BEGIN

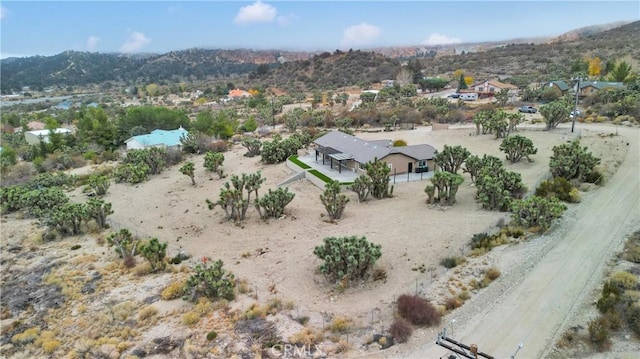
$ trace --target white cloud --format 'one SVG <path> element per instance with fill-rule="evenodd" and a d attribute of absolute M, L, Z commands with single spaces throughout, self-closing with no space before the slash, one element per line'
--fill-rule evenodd
<path fill-rule="evenodd" d="M 276 18 L 276 22 L 280 26 L 289 26 L 292 22 L 300 19 L 296 14 L 280 15 Z"/>
<path fill-rule="evenodd" d="M 343 47 L 367 45 L 379 37 L 380 34 L 382 34 L 381 28 L 363 22 L 345 29 L 340 43 Z"/>
<path fill-rule="evenodd" d="M 181 9 L 180 5 L 173 5 L 173 6 L 169 6 L 169 7 L 167 8 L 167 12 L 168 12 L 169 14 L 175 14 L 175 13 L 177 13 L 178 11 L 180 11 L 180 9 Z"/>
<path fill-rule="evenodd" d="M 8 14 L 9 10 L 7 10 L 6 7 L 0 5 L 0 21 L 6 19 Z"/>
<path fill-rule="evenodd" d="M 129 38 L 120 46 L 120 52 L 129 53 L 135 52 L 148 45 L 151 39 L 141 32 L 129 33 Z"/>
<path fill-rule="evenodd" d="M 241 7 L 233 22 L 238 25 L 253 22 L 273 22 L 277 15 L 278 11 L 275 7 L 258 0 L 252 5 Z"/>
<path fill-rule="evenodd" d="M 97 36 L 89 36 L 89 38 L 87 39 L 87 50 L 95 50 L 100 41 L 102 41 L 102 39 Z"/>
<path fill-rule="evenodd" d="M 429 37 L 422 42 L 422 45 L 447 45 L 447 44 L 459 44 L 462 42 L 462 39 L 458 39 L 456 37 L 449 37 L 447 35 L 438 34 L 434 32 L 429 35 Z"/>

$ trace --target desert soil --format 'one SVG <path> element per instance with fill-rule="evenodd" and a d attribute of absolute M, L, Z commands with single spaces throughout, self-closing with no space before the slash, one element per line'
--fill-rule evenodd
<path fill-rule="evenodd" d="M 520 342 L 525 346 L 519 357 L 541 357 L 563 328 L 570 325 L 578 304 L 597 286 L 607 255 L 629 231 L 638 228 L 640 219 L 638 130 L 595 125 L 579 129 L 583 145 L 603 159 L 607 171 L 617 169 L 618 173 L 607 179 L 602 188 L 595 191 L 585 188 L 583 202 L 569 205 L 567 214 L 549 234 L 494 249 L 453 270 L 440 266 L 440 259 L 468 254 L 467 245 L 473 234 L 495 231 L 499 220 L 508 218 L 506 213 L 480 208 L 467 174 L 457 194 L 457 203 L 446 208 L 425 204 L 423 190 L 427 181 L 398 183 L 393 198 L 365 203 L 358 203 L 355 194 L 347 192 L 351 201 L 343 219 L 337 223 L 324 221 L 325 211 L 319 200 L 321 190 L 306 181 L 289 186 L 295 198 L 283 218 L 265 222 L 250 209 L 242 226 L 227 222 L 222 209 L 209 210 L 205 204 L 207 198 L 217 199 L 226 179 L 206 173 L 202 156 L 190 158 L 196 164 L 196 186 L 173 167 L 139 185 L 112 184 L 104 199 L 113 205 L 115 213 L 110 224 L 114 230 L 128 228 L 138 236 L 167 241 L 168 254 L 174 256 L 184 251 L 193 256 L 190 264 L 205 256 L 222 259 L 227 269 L 248 282 L 259 302 L 276 298 L 292 301 L 295 308 L 292 312 L 296 316 L 308 316 L 308 325 L 316 329 L 332 317 L 351 318 L 355 329 L 340 335 L 351 346 L 352 350 L 344 354 L 349 357 L 445 355 L 444 349 L 433 344 L 440 328 L 417 330 L 408 343 L 384 351 L 362 344 L 372 333 L 390 326 L 397 296 L 418 292 L 442 304 L 447 297 L 461 291 L 459 283 L 481 278 L 482 270 L 495 265 L 502 276 L 488 288 L 471 291 L 471 299 L 446 316 L 442 326 L 455 319 L 456 339 L 477 343 L 481 351 L 496 357 L 511 355 Z M 615 131 L 619 131 L 619 135 L 599 135 Z M 533 162 L 524 160 L 506 167 L 521 173 L 525 184 L 533 189 L 548 172 L 551 147 L 570 140 L 572 135 L 566 126 L 547 132 L 536 125 L 521 129 L 520 134 L 534 142 L 538 153 L 532 156 Z M 475 136 L 475 129 L 471 127 L 443 131 L 419 127 L 412 131 L 356 135 L 366 139 L 404 139 L 408 144 L 429 143 L 439 149 L 445 144 L 462 145 L 473 154 L 503 158 L 498 149 L 499 140 L 491 135 Z M 263 165 L 258 157 L 247 158 L 244 153 L 240 145 L 225 153 L 225 173 L 260 170 L 267 179 L 261 193 L 275 188 L 291 175 L 284 164 Z M 627 158 L 622 161 L 625 155 Z M 70 197 L 77 201 L 86 199 L 79 189 Z M 12 239 L 20 241 L 26 236 L 21 232 L 33 231 L 25 222 L 4 219 L 3 242 L 9 233 Z M 386 271 L 386 279 L 353 283 L 346 290 L 338 291 L 316 273 L 320 262 L 313 255 L 313 248 L 325 237 L 350 235 L 366 236 L 369 241 L 382 245 L 383 256 L 378 267 Z M 94 242 L 82 242 L 79 252 L 93 258 L 96 267 L 100 262 L 117 261 L 111 249 Z M 103 302 L 157 297 L 171 281 L 171 275 L 152 275 L 138 281 L 143 283 L 123 282 L 120 287 L 107 290 L 105 297 L 112 301 Z M 454 286 L 453 282 L 458 285 Z M 251 302 L 244 300 L 234 305 L 247 306 Z M 184 306 L 180 300 L 153 305 L 169 314 Z M 200 337 L 206 334 L 206 330 L 198 326 L 185 328 L 178 319 L 155 326 L 144 337 L 149 340 L 184 331 Z"/>

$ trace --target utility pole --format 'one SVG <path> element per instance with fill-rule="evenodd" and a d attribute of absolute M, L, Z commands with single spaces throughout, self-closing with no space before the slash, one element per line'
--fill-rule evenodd
<path fill-rule="evenodd" d="M 573 121 L 571 122 L 571 133 L 573 133 L 576 127 L 576 117 L 578 117 L 578 97 L 580 96 L 580 76 L 577 78 L 578 83 L 576 85 L 576 104 L 573 107 Z"/>
<path fill-rule="evenodd" d="M 276 109 L 273 106 L 273 95 L 271 95 L 271 123 L 273 124 L 273 130 L 275 131 L 275 129 L 276 129 Z"/>

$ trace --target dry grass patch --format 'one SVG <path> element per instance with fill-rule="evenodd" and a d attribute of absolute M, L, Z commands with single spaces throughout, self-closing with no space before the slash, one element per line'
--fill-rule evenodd
<path fill-rule="evenodd" d="M 344 333 L 351 328 L 353 320 L 345 317 L 335 317 L 329 324 L 332 333 Z"/>
<path fill-rule="evenodd" d="M 160 293 L 162 300 L 173 300 L 182 297 L 184 294 L 184 282 L 173 282 L 166 286 Z"/>

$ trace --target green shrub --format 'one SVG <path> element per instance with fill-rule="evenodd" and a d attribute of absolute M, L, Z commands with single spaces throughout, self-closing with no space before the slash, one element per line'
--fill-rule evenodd
<path fill-rule="evenodd" d="M 295 193 L 289 192 L 286 187 L 278 187 L 275 191 L 269 191 L 262 197 L 256 199 L 256 208 L 262 219 L 280 218 L 284 213 L 284 208 L 293 201 Z"/>
<path fill-rule="evenodd" d="M 215 332 L 215 331 L 213 331 L 213 330 L 212 330 L 212 331 L 210 331 L 209 333 L 207 333 L 207 340 L 208 340 L 208 341 L 212 341 L 212 340 L 214 340 L 214 339 L 215 339 L 215 338 L 217 338 L 217 337 L 218 337 L 218 333 L 216 333 L 216 332 Z"/>
<path fill-rule="evenodd" d="M 167 242 L 160 243 L 158 238 L 151 238 L 140 245 L 140 255 L 151 265 L 151 271 L 163 270 L 167 266 Z"/>
<path fill-rule="evenodd" d="M 395 140 L 393 141 L 393 147 L 404 147 L 407 145 L 407 141 L 405 140 Z"/>
<path fill-rule="evenodd" d="M 543 230 L 551 227 L 553 221 L 562 216 L 567 209 L 556 197 L 531 196 L 524 200 L 516 200 L 511 204 L 513 220 L 525 227 L 540 227 Z"/>
<path fill-rule="evenodd" d="M 629 272 L 613 273 L 611 281 L 623 289 L 635 289 L 638 286 L 638 278 Z"/>
<path fill-rule="evenodd" d="M 318 177 L 322 182 L 324 183 L 329 183 L 331 182 L 331 178 L 327 177 L 326 175 L 324 175 L 322 172 L 318 171 L 318 170 L 310 170 L 308 171 L 310 174 Z"/>
<path fill-rule="evenodd" d="M 476 233 L 471 237 L 471 248 L 489 248 L 489 242 L 491 241 L 491 236 L 488 233 Z"/>
<path fill-rule="evenodd" d="M 557 197 L 559 200 L 568 203 L 576 203 L 580 201 L 580 196 L 576 200 L 576 193 L 571 193 L 575 188 L 564 177 L 554 177 L 553 179 L 542 181 L 536 188 L 536 196 L 538 197 Z"/>
<path fill-rule="evenodd" d="M 211 261 L 210 258 L 202 258 L 202 263 L 196 265 L 185 285 L 187 299 L 195 302 L 200 297 L 211 300 L 235 298 L 235 279 L 231 272 L 222 268 L 222 260 Z"/>
<path fill-rule="evenodd" d="M 464 261 L 465 260 L 462 257 L 450 256 L 442 258 L 442 260 L 440 260 L 440 265 L 445 268 L 455 268 L 458 265 L 464 263 Z"/>
<path fill-rule="evenodd" d="M 440 323 L 440 313 L 428 300 L 417 295 L 398 297 L 398 315 L 414 325 L 431 326 Z"/>
<path fill-rule="evenodd" d="M 381 246 L 365 237 L 327 237 L 313 250 L 320 260 L 318 269 L 332 281 L 364 278 L 382 256 Z"/>
<path fill-rule="evenodd" d="M 87 186 L 97 196 L 104 196 L 105 194 L 107 194 L 107 190 L 109 190 L 109 186 L 111 185 L 109 177 L 99 174 L 92 174 L 91 176 L 89 176 L 87 182 Z"/>

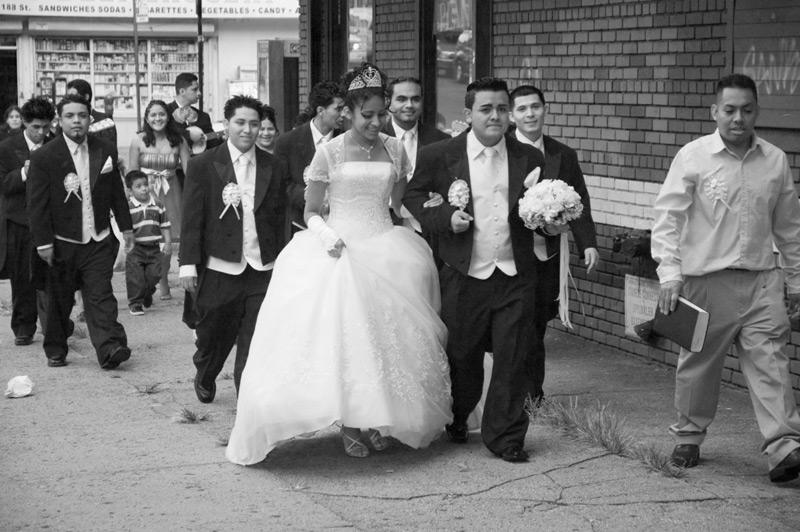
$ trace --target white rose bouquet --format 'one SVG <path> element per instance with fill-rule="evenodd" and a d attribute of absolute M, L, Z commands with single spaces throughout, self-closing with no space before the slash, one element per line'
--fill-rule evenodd
<path fill-rule="evenodd" d="M 519 217 L 528 229 L 564 225 L 582 213 L 580 195 L 560 179 L 539 181 L 519 200 Z"/>

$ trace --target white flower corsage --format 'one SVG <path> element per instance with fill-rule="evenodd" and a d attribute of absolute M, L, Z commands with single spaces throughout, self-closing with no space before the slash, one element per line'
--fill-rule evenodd
<path fill-rule="evenodd" d="M 469 204 L 469 185 L 463 179 L 454 178 L 453 183 L 450 185 L 450 190 L 447 191 L 447 201 L 453 207 L 463 211 Z"/>
<path fill-rule="evenodd" d="M 713 174 L 706 181 L 704 188 L 706 196 L 708 196 L 708 199 L 714 202 L 715 207 L 717 202 L 720 202 L 725 205 L 728 210 L 731 210 L 731 206 L 728 205 L 727 201 L 725 201 L 728 199 L 728 185 L 725 183 L 724 177 L 719 174 Z"/>
<path fill-rule="evenodd" d="M 225 188 L 222 189 L 222 202 L 225 204 L 225 208 L 222 209 L 222 214 L 219 215 L 220 220 L 225 216 L 225 212 L 231 205 L 233 205 L 233 212 L 236 213 L 236 217 L 241 220 L 239 211 L 236 210 L 239 207 L 239 203 L 242 202 L 242 191 L 239 189 L 239 185 L 234 182 L 225 185 Z"/>
<path fill-rule="evenodd" d="M 66 203 L 69 197 L 73 194 L 75 194 L 75 197 L 78 198 L 78 201 L 83 201 L 83 198 L 81 198 L 80 195 L 81 178 L 78 177 L 78 174 L 73 172 L 67 174 L 67 177 L 64 178 L 64 190 L 67 191 L 67 197 L 64 198 L 64 203 Z"/>
<path fill-rule="evenodd" d="M 519 217 L 528 229 L 564 225 L 582 213 L 580 195 L 560 179 L 540 181 L 519 200 Z"/>

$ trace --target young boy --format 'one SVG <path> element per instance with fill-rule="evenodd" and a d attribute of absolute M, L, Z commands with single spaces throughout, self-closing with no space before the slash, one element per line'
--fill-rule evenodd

END

• **WHAT YOU ARE ASKED TO DO**
A single number is the expected answer: how many lines of the entries contain "white".

• **OUTPUT FOR THIS TASK**
3